Task: Put every line below into a JSON list of strings, one string per line, skipping blank lines. Leave the pictures out.

-- START OF Dataset extract --

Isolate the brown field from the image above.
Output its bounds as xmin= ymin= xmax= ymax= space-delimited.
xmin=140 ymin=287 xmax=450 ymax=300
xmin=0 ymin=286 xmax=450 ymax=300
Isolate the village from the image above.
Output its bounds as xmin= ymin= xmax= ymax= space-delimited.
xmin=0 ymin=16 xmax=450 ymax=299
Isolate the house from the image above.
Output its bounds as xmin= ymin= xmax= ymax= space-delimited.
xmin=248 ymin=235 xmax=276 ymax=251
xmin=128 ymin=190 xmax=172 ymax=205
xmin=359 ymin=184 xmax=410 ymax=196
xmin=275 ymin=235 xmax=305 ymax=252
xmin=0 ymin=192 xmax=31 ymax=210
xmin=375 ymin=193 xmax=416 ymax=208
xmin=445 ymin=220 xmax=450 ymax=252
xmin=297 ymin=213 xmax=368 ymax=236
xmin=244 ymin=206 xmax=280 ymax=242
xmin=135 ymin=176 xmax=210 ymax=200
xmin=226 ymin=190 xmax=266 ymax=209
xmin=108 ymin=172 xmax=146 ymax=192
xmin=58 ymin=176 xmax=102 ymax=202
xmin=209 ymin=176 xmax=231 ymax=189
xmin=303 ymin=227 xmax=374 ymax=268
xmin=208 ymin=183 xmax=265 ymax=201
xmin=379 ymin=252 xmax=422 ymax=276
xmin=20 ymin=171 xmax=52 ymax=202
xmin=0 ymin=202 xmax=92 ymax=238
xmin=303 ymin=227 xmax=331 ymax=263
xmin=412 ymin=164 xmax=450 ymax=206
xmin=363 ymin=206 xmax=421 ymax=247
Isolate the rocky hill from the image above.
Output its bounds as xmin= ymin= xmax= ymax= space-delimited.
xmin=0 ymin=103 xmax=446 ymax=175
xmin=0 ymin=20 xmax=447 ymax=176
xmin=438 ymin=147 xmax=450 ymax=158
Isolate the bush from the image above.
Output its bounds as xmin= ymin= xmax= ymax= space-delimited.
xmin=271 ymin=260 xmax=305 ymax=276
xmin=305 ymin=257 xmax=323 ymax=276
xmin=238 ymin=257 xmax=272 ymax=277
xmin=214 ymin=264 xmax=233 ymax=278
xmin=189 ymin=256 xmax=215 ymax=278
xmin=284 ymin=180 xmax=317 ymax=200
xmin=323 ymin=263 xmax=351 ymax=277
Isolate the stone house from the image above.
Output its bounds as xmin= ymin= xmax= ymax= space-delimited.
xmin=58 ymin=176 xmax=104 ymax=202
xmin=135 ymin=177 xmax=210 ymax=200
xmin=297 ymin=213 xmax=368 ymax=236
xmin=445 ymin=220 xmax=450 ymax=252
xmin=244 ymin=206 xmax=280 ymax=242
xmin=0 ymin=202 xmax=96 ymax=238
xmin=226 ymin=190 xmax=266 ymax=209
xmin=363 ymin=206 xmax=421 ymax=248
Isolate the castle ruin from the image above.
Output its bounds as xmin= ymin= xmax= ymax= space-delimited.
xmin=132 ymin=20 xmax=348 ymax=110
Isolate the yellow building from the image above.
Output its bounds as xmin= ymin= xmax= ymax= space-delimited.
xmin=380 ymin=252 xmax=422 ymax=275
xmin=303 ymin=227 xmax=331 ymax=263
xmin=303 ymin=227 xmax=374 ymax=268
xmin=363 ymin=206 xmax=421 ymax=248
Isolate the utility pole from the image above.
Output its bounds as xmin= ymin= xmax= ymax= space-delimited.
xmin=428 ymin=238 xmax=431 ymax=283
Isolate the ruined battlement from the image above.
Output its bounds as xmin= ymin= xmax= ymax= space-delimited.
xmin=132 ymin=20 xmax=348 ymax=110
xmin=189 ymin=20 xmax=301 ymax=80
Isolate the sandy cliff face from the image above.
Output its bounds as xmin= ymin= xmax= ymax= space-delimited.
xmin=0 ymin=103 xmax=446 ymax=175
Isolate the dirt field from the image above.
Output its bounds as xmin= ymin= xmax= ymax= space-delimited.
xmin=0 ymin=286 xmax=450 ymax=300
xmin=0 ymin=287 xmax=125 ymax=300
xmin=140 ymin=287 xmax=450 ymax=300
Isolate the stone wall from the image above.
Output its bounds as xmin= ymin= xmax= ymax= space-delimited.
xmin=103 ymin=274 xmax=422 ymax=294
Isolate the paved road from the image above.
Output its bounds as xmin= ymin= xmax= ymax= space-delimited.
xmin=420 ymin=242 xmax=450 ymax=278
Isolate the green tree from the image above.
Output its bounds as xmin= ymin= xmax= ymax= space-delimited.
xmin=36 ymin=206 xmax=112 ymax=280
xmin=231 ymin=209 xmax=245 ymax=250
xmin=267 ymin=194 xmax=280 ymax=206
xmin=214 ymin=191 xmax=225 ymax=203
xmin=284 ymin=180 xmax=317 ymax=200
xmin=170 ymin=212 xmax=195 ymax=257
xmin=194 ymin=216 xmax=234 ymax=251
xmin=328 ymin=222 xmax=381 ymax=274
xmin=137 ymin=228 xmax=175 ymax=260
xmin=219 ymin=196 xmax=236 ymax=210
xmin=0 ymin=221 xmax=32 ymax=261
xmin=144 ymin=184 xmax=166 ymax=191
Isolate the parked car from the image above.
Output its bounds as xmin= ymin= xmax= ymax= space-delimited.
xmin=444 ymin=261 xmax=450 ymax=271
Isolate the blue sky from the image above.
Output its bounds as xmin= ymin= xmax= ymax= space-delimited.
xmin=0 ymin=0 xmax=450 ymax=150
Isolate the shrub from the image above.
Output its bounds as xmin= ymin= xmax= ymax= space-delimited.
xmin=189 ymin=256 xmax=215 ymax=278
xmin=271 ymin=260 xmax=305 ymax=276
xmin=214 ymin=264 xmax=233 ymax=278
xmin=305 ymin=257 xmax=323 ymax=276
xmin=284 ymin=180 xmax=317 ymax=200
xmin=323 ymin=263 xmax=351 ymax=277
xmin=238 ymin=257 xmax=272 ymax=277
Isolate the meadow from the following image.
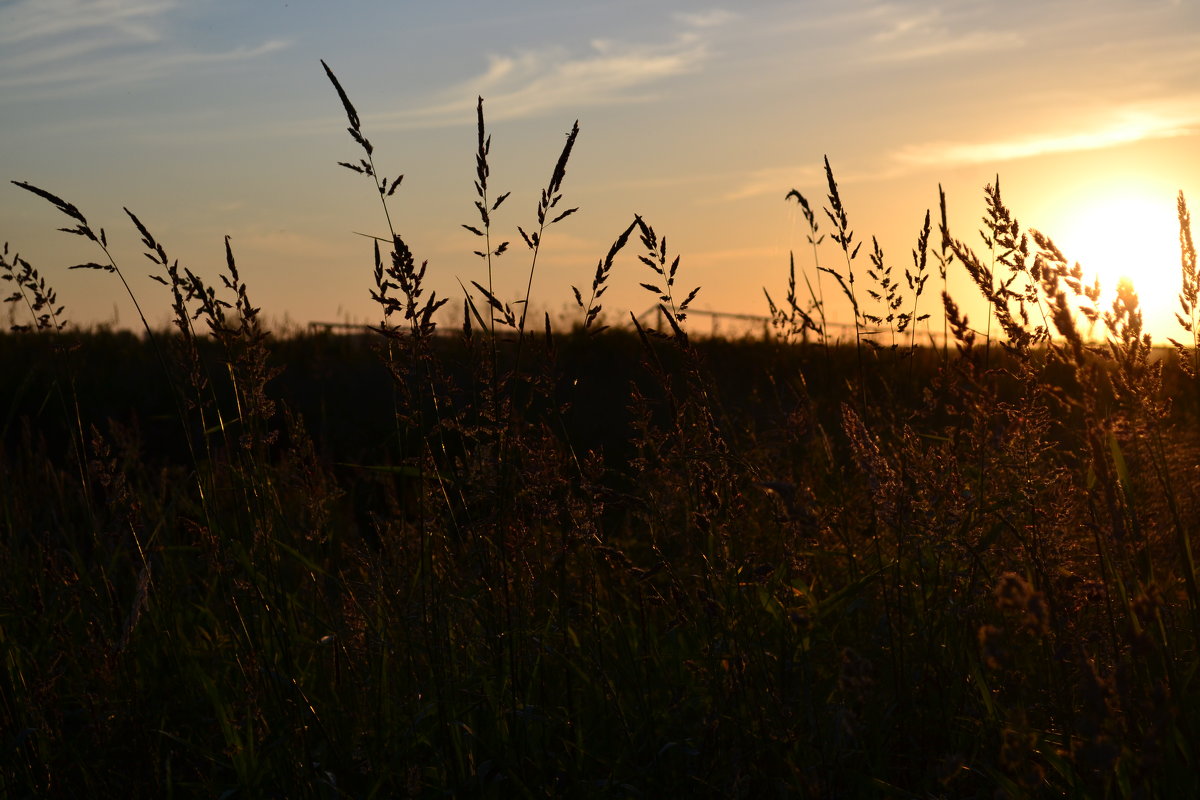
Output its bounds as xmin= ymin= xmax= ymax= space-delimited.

-- END OF Dataset extract --

Expected answer:
[
  "Isolate the brown field from the image above.",
  "Output its bounds as xmin= ymin= xmax= ymax= space-delimited.",
  "xmin=140 ymin=287 xmax=450 ymax=300",
  "xmin=0 ymin=286 xmax=450 ymax=300",
  "Isolate the village from the image above.",
  "Output its bounds as xmin= ymin= xmax= ymax= space-delimited.",
  "xmin=0 ymin=16 xmax=450 ymax=299",
  "Isolate the house from the image above.",
  "Output its bounds as xmin= ymin= xmax= ymax= space-delimited.",
  "xmin=248 ymin=235 xmax=276 ymax=251",
  "xmin=128 ymin=190 xmax=172 ymax=205",
  "xmin=359 ymin=184 xmax=410 ymax=196",
  "xmin=275 ymin=235 xmax=305 ymax=252",
  "xmin=0 ymin=192 xmax=31 ymax=210",
  "xmin=375 ymin=193 xmax=416 ymax=208",
  "xmin=445 ymin=220 xmax=450 ymax=252",
  "xmin=297 ymin=213 xmax=368 ymax=236",
  "xmin=244 ymin=206 xmax=280 ymax=242",
  "xmin=135 ymin=176 xmax=210 ymax=200",
  "xmin=226 ymin=190 xmax=266 ymax=209",
  "xmin=108 ymin=172 xmax=146 ymax=192",
  "xmin=58 ymin=176 xmax=102 ymax=202",
  "xmin=209 ymin=176 xmax=231 ymax=189",
  "xmin=303 ymin=227 xmax=374 ymax=268",
  "xmin=208 ymin=183 xmax=265 ymax=201",
  "xmin=379 ymin=252 xmax=422 ymax=276",
  "xmin=20 ymin=171 xmax=52 ymax=202",
  "xmin=0 ymin=202 xmax=92 ymax=238",
  "xmin=303 ymin=227 xmax=331 ymax=263",
  "xmin=412 ymin=164 xmax=450 ymax=206",
  "xmin=363 ymin=206 xmax=421 ymax=247",
  "Isolate the rocky hill from the image above.",
  "Output its bounds as xmin= ymin= xmax= ymax= space-delimited.",
  "xmin=0 ymin=103 xmax=446 ymax=175",
  "xmin=0 ymin=20 xmax=447 ymax=176",
  "xmin=438 ymin=147 xmax=450 ymax=158",
  "Isolate the bush from the image above.",
  "Output its bounds as xmin= ymin= xmax= ymax= space-delimited.",
  "xmin=271 ymin=260 xmax=305 ymax=276",
  "xmin=305 ymin=257 xmax=323 ymax=276",
  "xmin=238 ymin=257 xmax=272 ymax=277",
  "xmin=214 ymin=264 xmax=233 ymax=278",
  "xmin=189 ymin=256 xmax=215 ymax=278",
  "xmin=284 ymin=180 xmax=317 ymax=200",
  "xmin=323 ymin=263 xmax=351 ymax=277",
  "Isolate the stone house from the image above.",
  "Output its bounds as xmin= ymin= xmax= ymax= space-delimited.",
  "xmin=58 ymin=176 xmax=104 ymax=202",
  "xmin=135 ymin=177 xmax=210 ymax=200",
  "xmin=297 ymin=213 xmax=368 ymax=236",
  "xmin=445 ymin=220 xmax=450 ymax=252",
  "xmin=244 ymin=206 xmax=280 ymax=242",
  "xmin=0 ymin=202 xmax=96 ymax=238",
  "xmin=226 ymin=190 xmax=266 ymax=209",
  "xmin=363 ymin=206 xmax=421 ymax=248",
  "Isolate the castle ruin from the image above.",
  "Output its bounds as xmin= ymin= xmax= ymax= space-delimited.",
  "xmin=132 ymin=20 xmax=348 ymax=110",
  "Isolate the yellow building from the image above.",
  "Output its bounds as xmin= ymin= xmax= ymax= space-delimited.",
  "xmin=380 ymin=252 xmax=422 ymax=275",
  "xmin=303 ymin=227 xmax=331 ymax=263",
  "xmin=303 ymin=227 xmax=374 ymax=268",
  "xmin=363 ymin=206 xmax=421 ymax=248",
  "Isolate the utility pole from the image above.",
  "Output its bounds as xmin= ymin= xmax= ymax= space-delimited.",
  "xmin=428 ymin=238 xmax=431 ymax=283",
  "Isolate the ruined battlement from the image above.",
  "Output its bounds as xmin= ymin= xmax= ymax= space-delimited.",
  "xmin=132 ymin=20 xmax=348 ymax=110",
  "xmin=189 ymin=20 xmax=301 ymax=80",
  "Isolate the sandy cliff face from the image above.",
  "Output its bounds as xmin= ymin= xmax= ymax= space-delimited.",
  "xmin=0 ymin=103 xmax=446 ymax=175",
  "Isolate the dirt field from the image above.",
  "Output its bounds as xmin= ymin= xmax= ymax= space-delimited.",
  "xmin=0 ymin=286 xmax=450 ymax=300",
  "xmin=0 ymin=287 xmax=125 ymax=300",
  "xmin=140 ymin=287 xmax=450 ymax=300",
  "Isolate the stone wall from the image above.",
  "Output its bounds as xmin= ymin= xmax= ymax= space-delimited.",
  "xmin=103 ymin=274 xmax=422 ymax=294",
  "Isolate the paved road from the image above.",
  "Output its bounds as xmin= ymin= xmax= ymax= space-delimited.",
  "xmin=420 ymin=242 xmax=450 ymax=278",
  "Isolate the green tree from the image above.",
  "Output its bounds as xmin= ymin= xmax= ymax= space-delimited.",
  "xmin=36 ymin=206 xmax=112 ymax=280",
  "xmin=231 ymin=209 xmax=245 ymax=250",
  "xmin=267 ymin=194 xmax=280 ymax=206",
  "xmin=214 ymin=191 xmax=225 ymax=203",
  "xmin=284 ymin=180 xmax=317 ymax=200",
  "xmin=170 ymin=212 xmax=195 ymax=257",
  "xmin=194 ymin=216 xmax=234 ymax=251",
  "xmin=328 ymin=222 xmax=381 ymax=274",
  "xmin=137 ymin=228 xmax=175 ymax=260",
  "xmin=219 ymin=196 xmax=236 ymax=210",
  "xmin=0 ymin=221 xmax=32 ymax=261",
  "xmin=144 ymin=184 xmax=166 ymax=191",
  "Isolate the parked car from the image above.",
  "Output its bounds as xmin= ymin= xmax= ymax= space-delimited.",
  "xmin=444 ymin=261 xmax=450 ymax=271",
  "Isolate the blue sky from the image above.",
  "Output its bounds as xmin= ymin= xmax= ymax= space-delimited.",
  "xmin=0 ymin=0 xmax=450 ymax=150",
  "Isolate the shrub from the image above.",
  "Output its bounds as xmin= ymin= xmax= ymax= space-delimited.",
  "xmin=189 ymin=256 xmax=215 ymax=278",
  "xmin=271 ymin=260 xmax=305 ymax=276",
  "xmin=214 ymin=264 xmax=233 ymax=278",
  "xmin=305 ymin=257 xmax=323 ymax=276",
  "xmin=284 ymin=180 xmax=317 ymax=200",
  "xmin=323 ymin=263 xmax=351 ymax=277",
  "xmin=238 ymin=257 xmax=272 ymax=277",
  "Isolate the meadow from the following image.",
  "Output its bounds as xmin= ymin= xmax= ymax= space-delimited."
]